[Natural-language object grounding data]
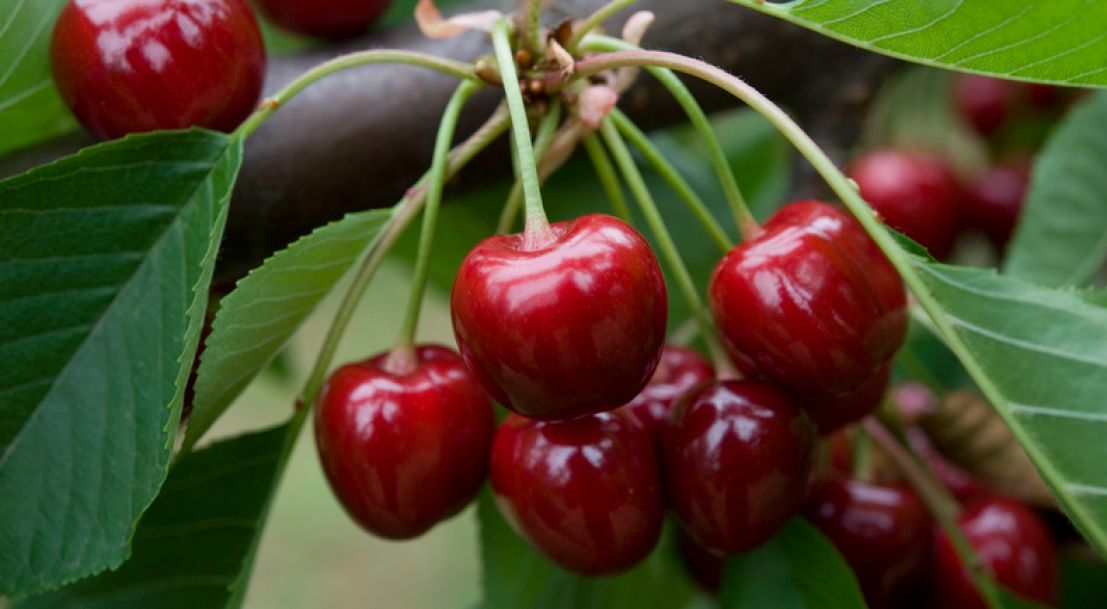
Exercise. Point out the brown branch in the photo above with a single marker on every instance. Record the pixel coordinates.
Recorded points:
(359, 138)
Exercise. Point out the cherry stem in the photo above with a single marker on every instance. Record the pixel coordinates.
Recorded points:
(269, 105)
(402, 215)
(608, 177)
(537, 233)
(402, 359)
(638, 186)
(747, 226)
(547, 128)
(941, 504)
(669, 173)
(595, 21)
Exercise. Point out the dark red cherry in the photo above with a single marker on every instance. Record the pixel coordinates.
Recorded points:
(811, 302)
(736, 462)
(680, 370)
(995, 199)
(882, 532)
(404, 448)
(833, 411)
(1012, 543)
(586, 492)
(914, 194)
(705, 567)
(133, 65)
(984, 102)
(324, 18)
(571, 327)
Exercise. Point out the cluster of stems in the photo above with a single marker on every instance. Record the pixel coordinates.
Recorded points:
(614, 164)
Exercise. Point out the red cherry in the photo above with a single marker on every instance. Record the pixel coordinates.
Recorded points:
(995, 199)
(830, 412)
(1012, 543)
(680, 370)
(404, 450)
(914, 194)
(133, 65)
(333, 19)
(570, 328)
(882, 532)
(984, 102)
(586, 492)
(736, 462)
(811, 302)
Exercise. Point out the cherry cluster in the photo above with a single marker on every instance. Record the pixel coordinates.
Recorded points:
(566, 328)
(931, 200)
(134, 65)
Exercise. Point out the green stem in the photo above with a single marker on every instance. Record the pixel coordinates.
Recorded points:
(670, 174)
(402, 359)
(747, 226)
(537, 231)
(546, 132)
(606, 172)
(638, 186)
(941, 505)
(402, 215)
(595, 21)
(270, 105)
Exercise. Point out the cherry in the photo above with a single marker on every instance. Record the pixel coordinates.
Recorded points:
(882, 533)
(586, 491)
(811, 302)
(402, 447)
(995, 199)
(680, 370)
(736, 461)
(914, 194)
(984, 102)
(567, 328)
(830, 411)
(133, 65)
(1011, 542)
(333, 19)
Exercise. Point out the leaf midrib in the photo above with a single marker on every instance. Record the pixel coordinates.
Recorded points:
(172, 227)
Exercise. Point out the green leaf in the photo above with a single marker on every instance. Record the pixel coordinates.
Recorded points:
(106, 260)
(1062, 237)
(1041, 358)
(195, 546)
(797, 569)
(515, 575)
(30, 109)
(1057, 42)
(264, 311)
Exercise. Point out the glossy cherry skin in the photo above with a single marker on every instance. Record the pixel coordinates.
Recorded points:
(586, 492)
(680, 370)
(914, 194)
(833, 411)
(736, 462)
(882, 532)
(404, 451)
(333, 19)
(570, 328)
(811, 302)
(1013, 544)
(995, 199)
(134, 65)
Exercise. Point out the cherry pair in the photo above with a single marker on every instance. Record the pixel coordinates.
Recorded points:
(919, 195)
(734, 460)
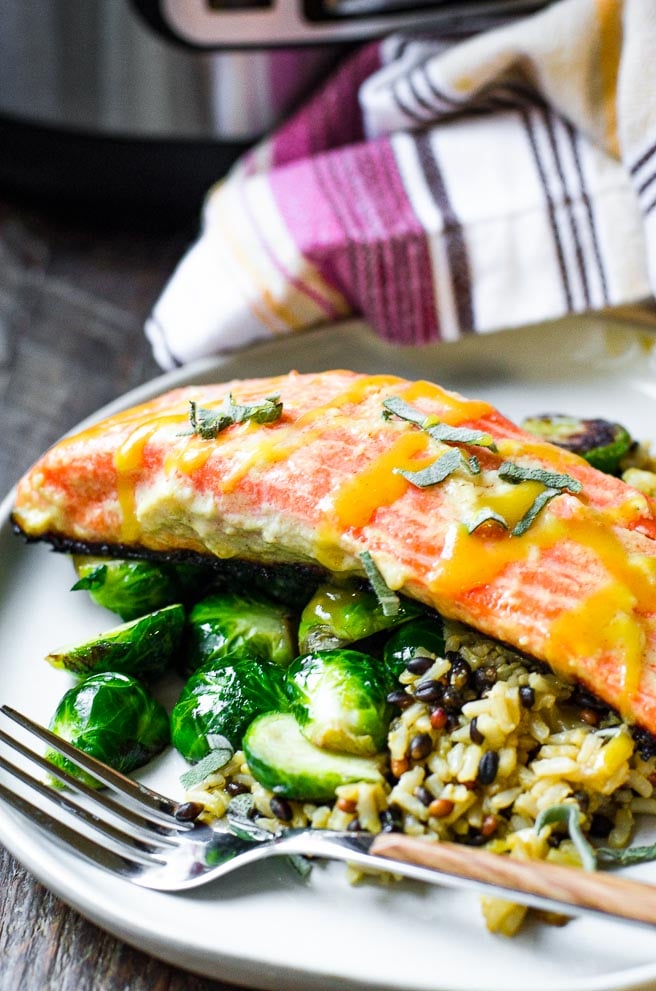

## YOUR GOAL
With the pictures removed, return the data above word for word.

## PROBLEM SOLUTION
Exercise. Point out the brown branch in the photo above with a single marker on every instance. Record the pixel coordinates.
Recorded points:
(359, 138)
Exercise. Point out the cherry stem in the photo above with a single marker on every instance. Record the pixel coordinates.
Recorded points:
(269, 105)
(402, 215)
(608, 177)
(537, 233)
(402, 359)
(638, 186)
(747, 226)
(547, 128)
(941, 504)
(669, 173)
(595, 21)
Exercise. Point out the dark red cherry in the photo above with a single marker on every instance. Record the pixel coordinates.
Recorded points:
(811, 302)
(736, 462)
(680, 370)
(995, 199)
(882, 532)
(404, 448)
(833, 411)
(1012, 543)
(586, 492)
(914, 194)
(705, 567)
(133, 65)
(984, 102)
(324, 18)
(571, 327)
Exercise. Point out the cluster of stems in the photo above with a single marker on every instance. Record the pixel coordinates.
Recorded points:
(614, 164)
Exercise. Point out the red cherry in the photo above with a single marker on every instance. Record the pixel coordinates.
Recorded points:
(995, 199)
(830, 412)
(1012, 543)
(680, 370)
(404, 450)
(914, 194)
(133, 65)
(333, 19)
(570, 328)
(882, 532)
(984, 102)
(586, 492)
(736, 462)
(811, 302)
Exercise. Point out the cherry cluster in the photo above with a single marker on every instance. Record the pixel coordinates.
Recorded points:
(566, 328)
(931, 200)
(134, 65)
Exercise. Point out the green stem in the photo above with a single marker on every instance. Record the pixel coordinates.
Recorded points:
(670, 174)
(402, 359)
(747, 226)
(537, 231)
(546, 132)
(606, 172)
(638, 186)
(941, 505)
(402, 215)
(595, 21)
(270, 105)
Exercise. Point out the cherry in the photo above with a single marker on every instance. Record the pixel coordinates.
Recorded points:
(882, 533)
(586, 491)
(811, 302)
(402, 447)
(995, 199)
(680, 370)
(736, 461)
(914, 194)
(984, 102)
(567, 328)
(830, 411)
(133, 65)
(1011, 542)
(333, 19)
Exercise. Point out the leaf midrib in the photo above with a single marker on every instance. Record the pixel coordinates.
Recorded points:
(172, 227)
Exercise. Point out the green leaf in the photo above with a single marker on every instance. Record the pixel coordinates.
Recorded points:
(106, 260)
(1062, 237)
(1041, 358)
(195, 546)
(797, 569)
(515, 575)
(30, 109)
(1057, 42)
(264, 311)
Exercise. Point out the glossy cherry skin in the photo above with a single marker on every instance. Record the pixel coordinates.
Recorded points:
(586, 492)
(680, 370)
(914, 194)
(833, 411)
(736, 462)
(882, 532)
(404, 451)
(333, 19)
(570, 328)
(811, 302)
(1013, 544)
(995, 199)
(134, 65)
Exercise. Point out the cherry pair in the photo above with a single marker on every instance. Record the pixel coordinates.
Recorded points:
(919, 195)
(734, 460)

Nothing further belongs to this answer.